Gli applausi e l’ingiuria
Se il Ddl Zan è, come si sta dicendo ovunque, «morto», non dipende solo dai voti segreti o dalle strategie per il potere: è la società italiana tutta a essere pervasa dalla violenza omolesbobitransfobica
L’injure est essentialiste, car le monde social l’est.
Didier Eribon, Une morale du minoritaire
Gli applausi e le urla di gioia, le braccia di giubilo sollevate al cielo, i pugni, le mani aperte come in uno schiaffo, i sorrisi nei selfie: l’esultanza di una consistente parte della destra parlamentare italiana quando è stato affossato il Ddl Zan ha fatto giustamente parlare, scrivere e indignare. Quando ho sentito quella soddisfazione gridata, durante la diretta della seduta del Senato, mi sono rabbuiato. Non è la rabbia che si è agitata in me, non soltanto e non proprio in quel momento. Immaginavo che il Ddl Zan non sarebbe passato e il dibattito che c’è stato in Italia mi aveva già abbondantemente segnato. Il livello di consapevolezza, di conoscenza e di approfondimento sui temi legati ai generi e alle sessualità dissidenti è evidentemente corrotto, schiacciato da meschini giochi politici e inquinamento generalizzato; pare non vi sia modo di risollevarlo. Durante il dibattito sul Ddl Zan, quanti editoriali, quante riflessioni, quanto sapere è stato scritto da persone Lgbtiq+ nei media mainstream? Quanto visibili sono le nostre vite, quanto contiamo in questo paese se il discorso viene subito decentrato sui voti segreti, su Italia Viva, sul PD, sulle elezioni del Presidente della Repubblica, sui giochi di palazzo? Quanta centralità hanno i nostri corpi, se come dice Travaglio: «Questo fa parte del gioco e dubito che quelli che stavano applaudendo in quella maniera così volgare e oscena avessero presente che cosa stavano votando e che cosa era stato bocciato. Non credo nemmeno che fossero ansiosi di discriminare i cosiddetti ‘diversi’, come li ritengono loro»?

* Obiettivi:
a. Riassumi in due frasi il brano sul Ddl Zan.
b. Rispondi alle domande seguenti in base al brano sul Ddl Zan.
(i) In quale ramo del Parlamento si è svolta la seduta seguita in diretta?
(ii) Da quale opera di Didier Eribon è tratta la citazione iniziale?
(iii) Chi è citato per aver definito «così volgare e oscena» la maniera di applaudire?
c. Riprendi il brano sul Ddl Zan dal punto in cui si interrompe e scrivi il paragrafo successivo.

Voci del dataset di puntamento di oggetti:
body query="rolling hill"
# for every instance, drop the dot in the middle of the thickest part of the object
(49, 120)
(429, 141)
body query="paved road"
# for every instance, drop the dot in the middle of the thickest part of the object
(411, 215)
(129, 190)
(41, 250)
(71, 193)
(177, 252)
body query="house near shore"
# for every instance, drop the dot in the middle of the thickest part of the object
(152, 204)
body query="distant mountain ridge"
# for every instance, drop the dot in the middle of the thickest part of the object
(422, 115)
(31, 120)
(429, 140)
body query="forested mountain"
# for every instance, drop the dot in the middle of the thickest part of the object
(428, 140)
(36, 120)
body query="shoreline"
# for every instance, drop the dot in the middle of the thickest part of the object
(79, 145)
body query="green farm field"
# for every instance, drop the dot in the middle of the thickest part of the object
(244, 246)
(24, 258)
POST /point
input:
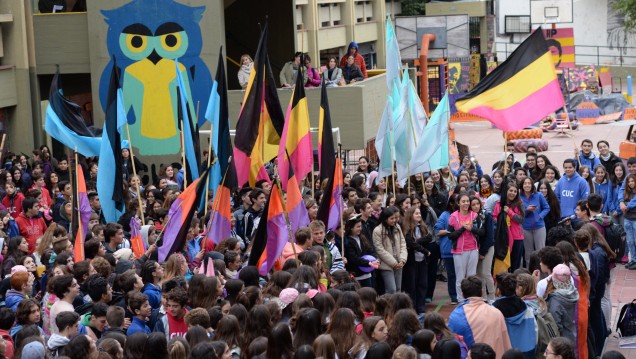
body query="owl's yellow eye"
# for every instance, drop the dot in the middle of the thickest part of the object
(171, 42)
(136, 43)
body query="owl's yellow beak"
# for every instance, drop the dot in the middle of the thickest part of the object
(154, 57)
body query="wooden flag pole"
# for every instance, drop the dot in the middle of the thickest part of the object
(505, 154)
(70, 181)
(207, 186)
(341, 213)
(132, 159)
(79, 216)
(215, 204)
(292, 239)
(391, 154)
(4, 137)
(185, 169)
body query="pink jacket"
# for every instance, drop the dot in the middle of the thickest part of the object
(515, 219)
(313, 77)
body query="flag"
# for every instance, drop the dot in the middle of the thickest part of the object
(218, 115)
(136, 242)
(393, 59)
(220, 223)
(260, 122)
(271, 234)
(432, 151)
(180, 217)
(330, 208)
(519, 92)
(184, 113)
(83, 208)
(64, 123)
(326, 147)
(384, 140)
(110, 179)
(295, 148)
(294, 203)
(407, 129)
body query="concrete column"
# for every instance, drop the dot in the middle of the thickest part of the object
(379, 13)
(20, 124)
(349, 20)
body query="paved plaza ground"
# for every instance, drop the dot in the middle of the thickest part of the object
(487, 143)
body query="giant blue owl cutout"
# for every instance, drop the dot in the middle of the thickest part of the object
(146, 36)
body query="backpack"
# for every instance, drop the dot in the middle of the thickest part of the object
(615, 237)
(626, 324)
(548, 330)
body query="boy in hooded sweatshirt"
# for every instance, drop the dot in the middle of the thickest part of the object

* Risposte ai compiti:
a. Quando il Ddl Zan è stato affossato al Senato, una consistente parte della destra parlamentare italiana ha esultato con applausi e urla di gioia, suscitando indignazione, mentre chi scrive già immaginava che la legge non sarebbe passata. Secondo il brano, il livello di conoscenza sui temi dei generi e delle sessualità dissidenti è corrotto da meschini giochi politici, e ci si chiede quanto spazio abbiano avuto le persone Lgbtiq+ nei media mainstream, dato che il discorso veniva spostato su voti segreti, partiti e giochi di palazzo.

b.
(i) Al Senato.
(ii) Da «Une morale du minoritaire».
(iii) Travaglio.

c.
L’omolesbobitransfobia esiste, i parlamentari ne sono fin troppo consapevoli, Travaglio pure. Meno certe sono le nostre vite vere, che in Italia sembrerebbero darsi soltanto dentro il lessico di un altrove celestiale, anche per buona parte della sinistra intellettuale – cisgender ed eterosessuale – che parla costantemente di «sacrosanti» diritti, «sacrosante» tutele, della «galassia» Lgbtiq+, ecc. La genuina gioia politica della destra italiana davanti al voto del 27 ottobre è un atto violento che dimostra la rozzezza e la disumanità di un paese incapace di formulare un discorso democratico, dunque fondato sui diritti fondamentali e sulla loro costruzione. L’impotenza che provo, certo non da solo, davanti a questa incapacità di comprendere (e far comprendere) le istanze minoritarie ha ormai messo radici e cresce rigogliosa.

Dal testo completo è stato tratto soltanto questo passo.